Bagian Dokumen:
KEBIJAKAN DALAM SISTEM PENDIDIKAN NASIONAL
IMPLEMENTASI
KEBIJAKAN DALAM SISTEM PENDIDIKAN NASIONAL
BAB I
PENDAHULUAN
A. Latar Belakang
Undang-undang (UU) Nomor 25 Tahun 2000 tentang Program
Pembangunan Nasional (PROPENAS), dinyatakan bahwa ada tiga tantangan besar
dalam bidang pendidikan di Indonesia, yaitu pertama, mempertahankan hasil-hasil pembangunan
pendidikan yang telah dicapai; kedua, mempersiapkan sumber daya manusia
yang kompeten dan mampu bersaing dalam pasar kerja global; dan ketiga, sejalan
dengan diberlakukannya otonomi daerah sistem pendidikan nasional dituntut untuk
melakukan perubahan dan penyesuaian sehingga dapat mewujudkan proses pendidikan
yang lebih demokratis, memperhatikan keberagaman, memperhatikan kebutuhan
daerah dan peserta didik, serta mendorong peningkatan partisipasi masyarakat.

Bagian Data:
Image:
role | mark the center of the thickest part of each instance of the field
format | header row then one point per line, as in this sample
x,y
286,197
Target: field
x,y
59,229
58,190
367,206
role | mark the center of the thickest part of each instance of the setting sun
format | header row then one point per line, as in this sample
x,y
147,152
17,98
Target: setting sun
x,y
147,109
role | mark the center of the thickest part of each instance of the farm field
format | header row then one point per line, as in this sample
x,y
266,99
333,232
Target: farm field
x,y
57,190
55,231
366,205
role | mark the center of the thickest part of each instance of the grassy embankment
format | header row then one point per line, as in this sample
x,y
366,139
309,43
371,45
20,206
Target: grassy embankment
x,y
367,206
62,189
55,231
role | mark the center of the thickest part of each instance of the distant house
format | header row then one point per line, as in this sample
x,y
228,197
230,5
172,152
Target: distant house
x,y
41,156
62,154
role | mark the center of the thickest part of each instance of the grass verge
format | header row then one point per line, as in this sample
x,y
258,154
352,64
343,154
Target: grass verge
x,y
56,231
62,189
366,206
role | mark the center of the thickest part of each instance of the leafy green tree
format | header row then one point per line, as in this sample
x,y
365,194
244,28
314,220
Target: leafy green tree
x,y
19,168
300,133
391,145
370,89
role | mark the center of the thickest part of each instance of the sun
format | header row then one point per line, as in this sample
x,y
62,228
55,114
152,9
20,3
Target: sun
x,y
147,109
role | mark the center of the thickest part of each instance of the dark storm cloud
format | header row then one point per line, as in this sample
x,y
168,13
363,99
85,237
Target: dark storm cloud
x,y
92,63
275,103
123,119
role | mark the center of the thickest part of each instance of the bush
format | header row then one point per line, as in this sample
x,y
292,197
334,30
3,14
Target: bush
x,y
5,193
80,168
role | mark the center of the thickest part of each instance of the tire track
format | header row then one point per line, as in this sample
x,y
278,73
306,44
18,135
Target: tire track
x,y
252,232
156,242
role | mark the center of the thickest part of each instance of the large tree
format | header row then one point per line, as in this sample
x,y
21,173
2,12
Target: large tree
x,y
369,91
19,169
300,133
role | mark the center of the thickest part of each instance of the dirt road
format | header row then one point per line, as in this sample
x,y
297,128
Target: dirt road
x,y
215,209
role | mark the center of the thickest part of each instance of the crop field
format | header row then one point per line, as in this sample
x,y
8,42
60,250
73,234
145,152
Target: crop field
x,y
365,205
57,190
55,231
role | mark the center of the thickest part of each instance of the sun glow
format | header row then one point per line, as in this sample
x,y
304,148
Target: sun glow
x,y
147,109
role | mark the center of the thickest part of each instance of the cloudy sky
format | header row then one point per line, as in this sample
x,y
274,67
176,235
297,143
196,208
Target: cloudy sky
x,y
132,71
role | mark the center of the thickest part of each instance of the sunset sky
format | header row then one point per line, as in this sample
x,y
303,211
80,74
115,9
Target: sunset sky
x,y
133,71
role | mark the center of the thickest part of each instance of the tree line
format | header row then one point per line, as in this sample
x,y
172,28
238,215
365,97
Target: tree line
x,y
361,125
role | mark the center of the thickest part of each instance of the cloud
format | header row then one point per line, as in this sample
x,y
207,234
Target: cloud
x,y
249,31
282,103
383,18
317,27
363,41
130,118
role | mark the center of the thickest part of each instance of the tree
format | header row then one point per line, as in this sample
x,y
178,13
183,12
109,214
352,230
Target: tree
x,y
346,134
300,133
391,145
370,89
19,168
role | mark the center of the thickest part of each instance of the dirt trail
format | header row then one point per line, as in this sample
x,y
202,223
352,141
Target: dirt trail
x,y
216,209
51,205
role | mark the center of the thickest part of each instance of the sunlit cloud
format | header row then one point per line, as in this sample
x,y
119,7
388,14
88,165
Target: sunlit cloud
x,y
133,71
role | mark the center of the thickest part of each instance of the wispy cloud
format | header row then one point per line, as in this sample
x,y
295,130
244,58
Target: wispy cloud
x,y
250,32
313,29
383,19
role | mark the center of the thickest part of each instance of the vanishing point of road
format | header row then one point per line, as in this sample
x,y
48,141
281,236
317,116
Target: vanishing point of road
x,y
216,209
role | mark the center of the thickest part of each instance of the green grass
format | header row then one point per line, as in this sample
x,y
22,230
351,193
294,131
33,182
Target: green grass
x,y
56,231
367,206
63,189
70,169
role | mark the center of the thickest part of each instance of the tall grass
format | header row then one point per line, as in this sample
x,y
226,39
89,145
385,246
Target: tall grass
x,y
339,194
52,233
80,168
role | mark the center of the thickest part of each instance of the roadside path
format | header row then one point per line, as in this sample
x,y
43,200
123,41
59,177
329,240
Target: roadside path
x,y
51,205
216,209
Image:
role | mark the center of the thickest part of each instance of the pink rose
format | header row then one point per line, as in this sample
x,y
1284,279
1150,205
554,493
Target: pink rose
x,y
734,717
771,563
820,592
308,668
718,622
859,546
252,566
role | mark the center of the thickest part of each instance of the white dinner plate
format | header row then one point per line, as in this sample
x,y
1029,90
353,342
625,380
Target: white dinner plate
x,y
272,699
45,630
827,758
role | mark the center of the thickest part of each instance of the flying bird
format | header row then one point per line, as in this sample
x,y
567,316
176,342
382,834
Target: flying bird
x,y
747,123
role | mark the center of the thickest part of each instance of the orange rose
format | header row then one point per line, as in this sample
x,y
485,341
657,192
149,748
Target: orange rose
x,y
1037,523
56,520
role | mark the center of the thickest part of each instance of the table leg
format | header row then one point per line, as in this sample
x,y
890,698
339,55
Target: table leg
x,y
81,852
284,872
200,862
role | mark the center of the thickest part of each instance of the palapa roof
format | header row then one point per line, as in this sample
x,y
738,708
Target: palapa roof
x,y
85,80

Tugas Anda:
Sebutkan semua tantangan besar dalam bidang pendidikan di Indonesia yang tercantum dalam bagian dokumen berdasarkan UU Nomor 25 Tahun 2000.

Jawaban:
1. Mempertahankan hasil-hasil pembangunan pendidikan yang telah dicapai.
2. Mempersiapkan sumber daya manusia yang kompeten dan mampu bersaing dalam pasar kerja global.
3. Sejalan dengan diberlakukannya otonomi daerah, sistem pendidikan nasional dituntut untuk melakukan perubahan dan penyesuaian sehingga dapat mewujudkan proses pendidikan yang lebih demokratis, memperhatikan keberagaman, memperhatikan kebutuhan daerah dan peserta didik, serta mendorong peningkatan partisipasi masyarakat.